:: Brief ::
Restate the full listing word for word and leave the pictures out.

:: Listed records ::

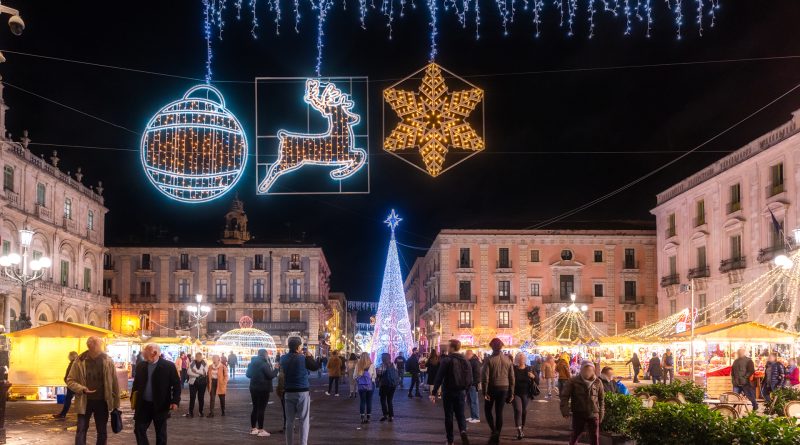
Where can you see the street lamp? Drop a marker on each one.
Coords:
(198, 311)
(23, 272)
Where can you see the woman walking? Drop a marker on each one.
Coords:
(198, 379)
(388, 379)
(218, 376)
(365, 381)
(523, 382)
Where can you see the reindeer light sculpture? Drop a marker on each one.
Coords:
(335, 147)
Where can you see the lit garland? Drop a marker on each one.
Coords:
(434, 119)
(392, 328)
(194, 149)
(335, 147)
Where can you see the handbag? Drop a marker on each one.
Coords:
(116, 421)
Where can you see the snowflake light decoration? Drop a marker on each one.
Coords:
(434, 120)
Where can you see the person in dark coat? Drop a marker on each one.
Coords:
(260, 372)
(655, 368)
(157, 391)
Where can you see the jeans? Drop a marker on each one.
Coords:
(386, 394)
(472, 398)
(749, 392)
(260, 400)
(98, 409)
(496, 403)
(453, 402)
(333, 382)
(67, 403)
(298, 404)
(365, 398)
(199, 392)
(581, 424)
(520, 409)
(145, 414)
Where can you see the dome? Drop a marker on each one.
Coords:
(194, 149)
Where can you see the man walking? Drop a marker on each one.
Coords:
(742, 371)
(454, 376)
(497, 381)
(412, 366)
(583, 399)
(472, 391)
(93, 379)
(296, 366)
(156, 391)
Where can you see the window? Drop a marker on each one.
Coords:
(465, 290)
(65, 273)
(504, 261)
(464, 260)
(630, 291)
(465, 319)
(41, 194)
(504, 289)
(87, 279)
(567, 286)
(503, 320)
(67, 208)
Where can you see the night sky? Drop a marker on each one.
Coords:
(534, 122)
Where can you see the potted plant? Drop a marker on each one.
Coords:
(619, 410)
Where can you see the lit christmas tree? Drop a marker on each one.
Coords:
(392, 329)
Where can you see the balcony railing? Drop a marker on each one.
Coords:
(268, 326)
(669, 280)
(699, 272)
(732, 264)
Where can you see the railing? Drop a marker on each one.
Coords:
(670, 280)
(732, 264)
(699, 272)
(268, 326)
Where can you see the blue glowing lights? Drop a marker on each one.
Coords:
(194, 149)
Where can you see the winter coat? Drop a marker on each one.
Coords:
(742, 370)
(579, 398)
(222, 379)
(76, 381)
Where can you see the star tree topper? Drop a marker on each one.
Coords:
(434, 119)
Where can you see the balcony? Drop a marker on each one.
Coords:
(768, 253)
(505, 299)
(669, 280)
(144, 298)
(732, 264)
(268, 326)
(699, 272)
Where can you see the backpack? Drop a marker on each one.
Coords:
(364, 381)
(462, 374)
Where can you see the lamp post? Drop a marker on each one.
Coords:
(23, 272)
(198, 311)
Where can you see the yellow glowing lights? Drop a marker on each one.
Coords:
(433, 119)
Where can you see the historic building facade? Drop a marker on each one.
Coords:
(67, 217)
(716, 229)
(283, 288)
(494, 282)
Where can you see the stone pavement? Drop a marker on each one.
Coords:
(417, 421)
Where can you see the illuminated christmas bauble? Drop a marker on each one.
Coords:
(194, 149)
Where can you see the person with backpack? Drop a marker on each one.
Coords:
(454, 376)
(365, 382)
(497, 381)
(388, 379)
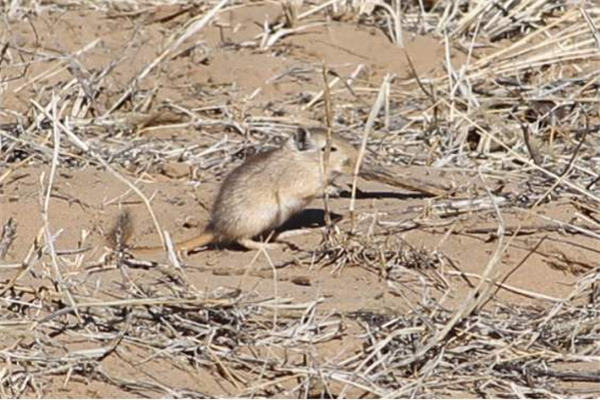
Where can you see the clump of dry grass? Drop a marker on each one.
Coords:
(522, 108)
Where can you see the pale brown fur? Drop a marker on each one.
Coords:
(269, 188)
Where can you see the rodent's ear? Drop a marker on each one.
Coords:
(302, 140)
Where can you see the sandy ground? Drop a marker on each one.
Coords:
(214, 69)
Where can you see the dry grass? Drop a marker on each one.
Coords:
(531, 66)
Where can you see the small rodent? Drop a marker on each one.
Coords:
(268, 188)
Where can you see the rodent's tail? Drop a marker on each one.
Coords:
(202, 239)
(186, 246)
(120, 234)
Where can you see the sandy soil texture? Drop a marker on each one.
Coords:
(487, 286)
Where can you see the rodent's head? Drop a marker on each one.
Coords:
(312, 142)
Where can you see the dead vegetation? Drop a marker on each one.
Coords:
(520, 114)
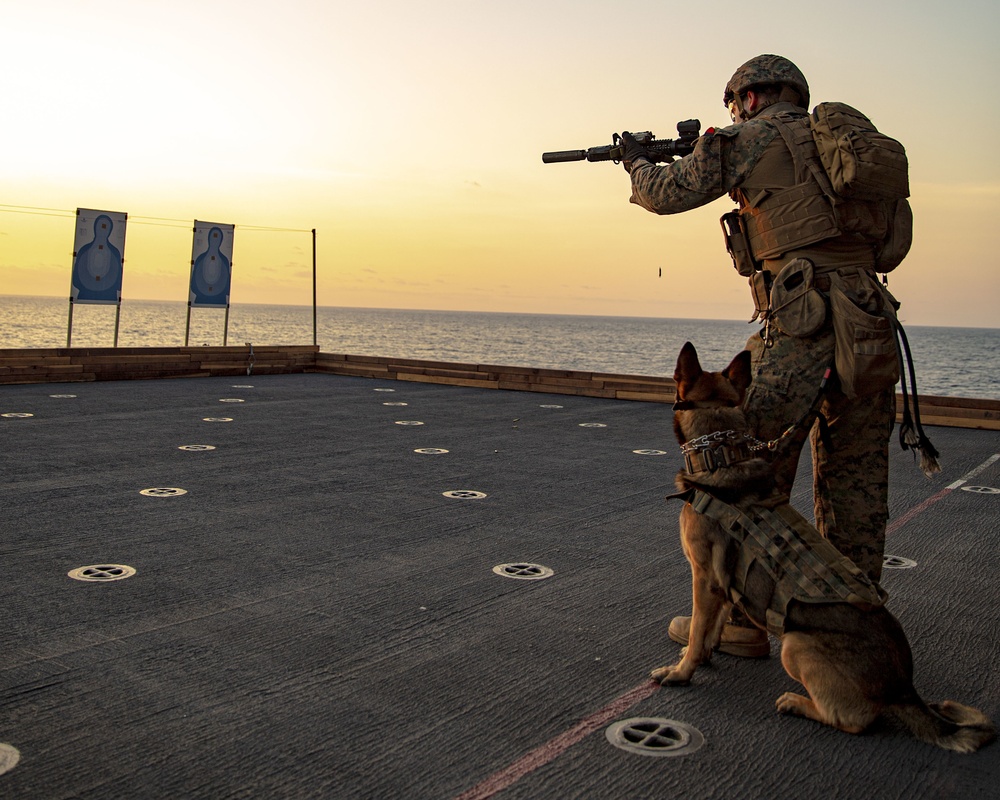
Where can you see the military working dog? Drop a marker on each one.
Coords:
(837, 638)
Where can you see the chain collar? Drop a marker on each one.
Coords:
(721, 449)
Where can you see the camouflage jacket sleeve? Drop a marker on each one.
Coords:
(720, 162)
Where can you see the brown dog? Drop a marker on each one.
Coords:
(849, 652)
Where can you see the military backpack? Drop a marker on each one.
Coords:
(862, 163)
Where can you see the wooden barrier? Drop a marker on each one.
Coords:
(58, 365)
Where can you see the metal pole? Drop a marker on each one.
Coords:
(315, 335)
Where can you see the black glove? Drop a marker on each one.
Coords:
(632, 151)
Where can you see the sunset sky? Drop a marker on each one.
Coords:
(409, 135)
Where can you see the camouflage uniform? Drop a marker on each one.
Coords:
(851, 476)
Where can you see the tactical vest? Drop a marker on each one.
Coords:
(792, 206)
(802, 564)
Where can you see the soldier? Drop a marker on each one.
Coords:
(796, 245)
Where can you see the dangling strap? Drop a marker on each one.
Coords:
(911, 432)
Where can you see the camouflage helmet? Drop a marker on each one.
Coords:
(767, 70)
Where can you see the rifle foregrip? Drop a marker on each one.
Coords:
(564, 155)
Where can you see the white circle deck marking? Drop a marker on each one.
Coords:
(102, 573)
(653, 736)
(163, 491)
(524, 572)
(9, 756)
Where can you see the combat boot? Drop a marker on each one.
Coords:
(736, 639)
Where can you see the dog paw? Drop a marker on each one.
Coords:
(670, 676)
(790, 703)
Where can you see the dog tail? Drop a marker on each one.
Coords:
(950, 725)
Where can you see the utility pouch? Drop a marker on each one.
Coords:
(760, 289)
(738, 244)
(797, 307)
(865, 348)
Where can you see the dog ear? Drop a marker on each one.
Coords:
(688, 367)
(739, 373)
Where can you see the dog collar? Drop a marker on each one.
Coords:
(714, 451)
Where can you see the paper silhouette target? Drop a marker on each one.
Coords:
(211, 264)
(98, 256)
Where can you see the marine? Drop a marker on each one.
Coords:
(811, 257)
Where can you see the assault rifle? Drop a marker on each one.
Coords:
(659, 149)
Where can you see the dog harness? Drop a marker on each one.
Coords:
(801, 564)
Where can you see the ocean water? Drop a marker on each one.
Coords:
(957, 362)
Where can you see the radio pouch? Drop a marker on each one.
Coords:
(865, 340)
(797, 308)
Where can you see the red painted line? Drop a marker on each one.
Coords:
(545, 753)
(921, 507)
(917, 509)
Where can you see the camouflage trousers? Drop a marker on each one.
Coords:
(851, 471)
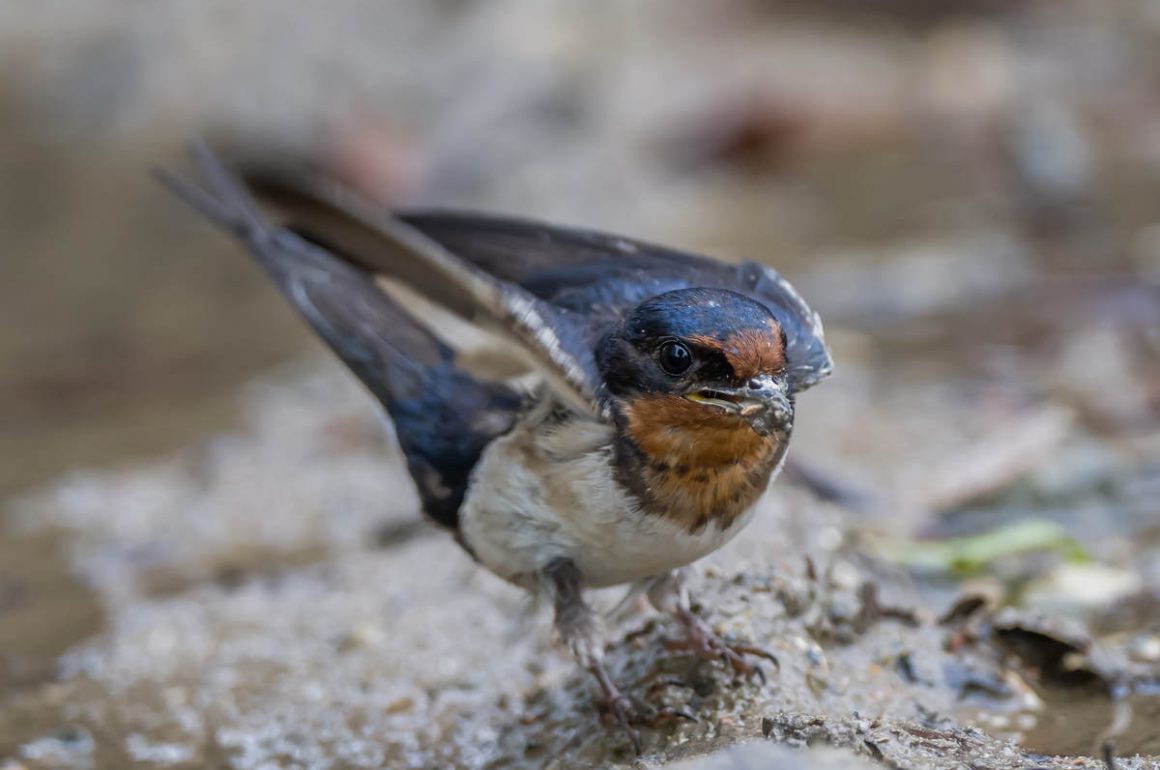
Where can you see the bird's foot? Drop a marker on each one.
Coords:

:: Exercise solution ::
Where can you see the street lamp? Drop a marker on each one.
Coords:
(198, 311)
(23, 272)
Where can you see the woman walking? Drop a marker on each one.
Coords:
(198, 379)
(388, 379)
(218, 376)
(365, 381)
(523, 382)
Where can you see the reindeer light sculpture? Drop a marker on each one.
Coords:
(335, 147)
Where can you see the lit garland? Drop a marker on each one.
Coords:
(434, 119)
(392, 328)
(194, 149)
(335, 147)
Where can you see the handbag? Drop a marker on each one.
Coords:
(116, 421)
Where can you see the snowflake light decoration? Drop a marker on each one.
Coords:
(434, 120)
Where can you see the person in dark coat? Drop a marker on each one.
Coords:
(260, 372)
(655, 368)
(157, 391)
Where can you see the jeans? Drop a marker on each one.
Coords:
(386, 394)
(472, 398)
(749, 392)
(260, 400)
(98, 409)
(496, 403)
(453, 402)
(333, 382)
(67, 403)
(298, 404)
(365, 398)
(199, 392)
(581, 424)
(520, 409)
(145, 414)
Where can you see the dome? Drop a marker on each one.
Coords:
(194, 149)
Where can you see the man walking? Drop a marker on each one.
Coords:
(742, 371)
(454, 376)
(497, 381)
(412, 366)
(583, 399)
(472, 391)
(93, 379)
(296, 366)
(156, 391)
Where can you see the window? Drop a marker on each one.
Coords:
(465, 290)
(65, 273)
(504, 261)
(464, 260)
(630, 291)
(465, 319)
(41, 194)
(504, 289)
(87, 279)
(567, 286)
(503, 320)
(67, 208)
Where can you see the night sky? Drop a marker on each one.
Coords:
(534, 122)
Where can you see the potted plant? Drop a marker on each one.
Coords:
(619, 410)
Where can you see the lit christmas tree? Drop a marker on each one.
Coords:
(392, 329)
Where can you see the balcony railing? Drop a marker on each one.
Coords:
(268, 326)
(669, 280)
(699, 272)
(732, 264)
Where can you see the railing? Drop a marker on each one.
Coords:
(670, 280)
(732, 264)
(699, 272)
(268, 326)
Where can you see the blue glowing lights? Drop a marker on each one.
Coords:
(194, 149)
Where can you see the winter coat? Drop a marker on each one.
Coords:
(742, 370)
(579, 398)
(222, 379)
(76, 381)
Where can you see the star tree topper? Drop a marker on each one.
Coords:
(434, 119)
Where can you see the balcony? Drop a marker on each one.
Coords:
(768, 253)
(505, 299)
(669, 280)
(144, 298)
(732, 264)
(268, 326)
(699, 272)
Where can you see the backpack? Drop a marker on each one.
Coords:
(364, 381)
(462, 374)
Where can you see the lamp post? Drop a marker on each one.
Coords:
(23, 272)
(198, 311)
Where can you see the yellow glowing lights? Drop a marker on each one.
Coords:
(433, 119)
Where can you see the historic building facade? Drop a marker on each one.
Coords:
(67, 217)
(716, 229)
(283, 288)
(494, 282)
Where can you see the stone pavement? Drop a marker on each one.
Coords:
(417, 421)
Where can you see the illuminated christmas bauble? Drop a marker on each one.
Coords:
(194, 149)
Where can you see the person with backpack? Drop a marker on each one.
Coords:
(454, 376)
(365, 382)
(497, 381)
(388, 379)
Where can you see the clump of dry grass? Drop a marker on each one.
Coords:
(522, 108)
Where can you see the pale brown fur? Drop a marker on each one.
Coords:
(269, 188)
Where can you see the rodent's ear? Drop a marker on each one.
Coords:
(302, 140)
Where can you see the sandy ground? Drop a marker on each one.
Coords:
(214, 69)
Where can you see the dry grass? Drop a marker on each one.
Coords:
(531, 66)
Where can you see the small rodent? Drop a marker on each one.
Coords:
(268, 188)
Where can you see the rodent's tail? Drop a marker on each one.
Coords:
(202, 239)
(186, 246)
(120, 234)
Where can you see the sandy soil texture? Drop a marker on each one.
Coords:
(487, 286)
Where can you see the rodent's head? Drop a marker on each one.
Coords:
(312, 142)
Where can you see the dead vegetation? Drop a marker on each one.
Coords:
(520, 114)
Where can you see the military working dog? Drop a marker on each one.
Coords:
(837, 638)
Where can you see the chain collar? Drop a marker on each one.
Coords:
(721, 449)
Where can you see the camouflage jacket sleeve? Drop a marker on each one.
Coords:
(720, 162)
Where can you see the brown dog? Drop a marker on each one.
Coords:
(849, 652)
Where can you see the military backpack? Drop a marker on each one.
Coords:
(862, 163)
Where can you see the wooden barrier? Drop a marker on each one.
Coords:
(58, 365)
Where can you see the metal pole? Drop a marker on each one.
Coords:
(315, 335)
Where can you see the black glove? Drop a marker on each one.
Coords:
(632, 151)
Where can you see the sunset sky? Drop a marker on each one.
Coords:
(409, 135)
Where can you see the camouflage uniform? Drop a marker on each one.
Coords:
(851, 476)
Where can you see the tactical vest? Drop a marker on each one.
Coords:
(792, 206)
(802, 564)
Where can you see the soldier? Drop a marker on each one.
Coords:
(796, 245)
Where can you see the dangling strap? Drop a marker on each one.
Coords:
(911, 432)
Where can you see the camouflage helmet? Drop a marker on each one.
Coords:
(767, 70)
Where can you see the rifle foregrip? Drop a marker on each one.
Coords:
(564, 155)
Where can you see the white circle deck marking? Drop a marker on each one.
Coords:
(102, 573)
(653, 736)
(163, 491)
(524, 572)
(9, 756)
Where can you see the combat boot? Drop a marker on each one.
Coords:
(736, 639)
Where can you see the dog paw? Drop a marker on each one.
Coords:
(670, 676)
(790, 703)
Where can you see the dog tail? Drop a marker on each one.
Coords:
(950, 725)
Where can you see the utility pouch? Drop a marker on each one.
Coords:
(760, 289)
(738, 244)
(797, 307)
(865, 348)
Where can you see the dog ear? Drop a marker on each one.
Coords:
(688, 367)
(739, 373)
Where can you see the dog collar? Drop a marker on each one.
Coords:
(714, 451)
Where can you see the paper silhouette target? Drop a marker on each one.
Coords:
(211, 264)
(98, 256)
Where can you see the marine? Drop a marker on each one.
Coords:
(811, 257)
Where can you see the assault rifle? Drop a marker on each one.
Coords:
(659, 149)
Where can you see the dog harness? Drop a marker on each one.
Coords:
(801, 564)
Where can you see the ocean water? Drop a marker on each one.
Coords:
(957, 362)
Where can you see the radio pouch? Drop a marker on each one.
Coords:
(865, 340)
(797, 308)
Where can you see the red painted line? Drop a marker on each one.
Coords:
(545, 753)
(921, 507)
(917, 509)
Where can you see the camouflage trousers? Drop a marker on each one.
Coords:
(851, 471)
Where can you see the bird's foot? Drop a marker on each one.
Coords:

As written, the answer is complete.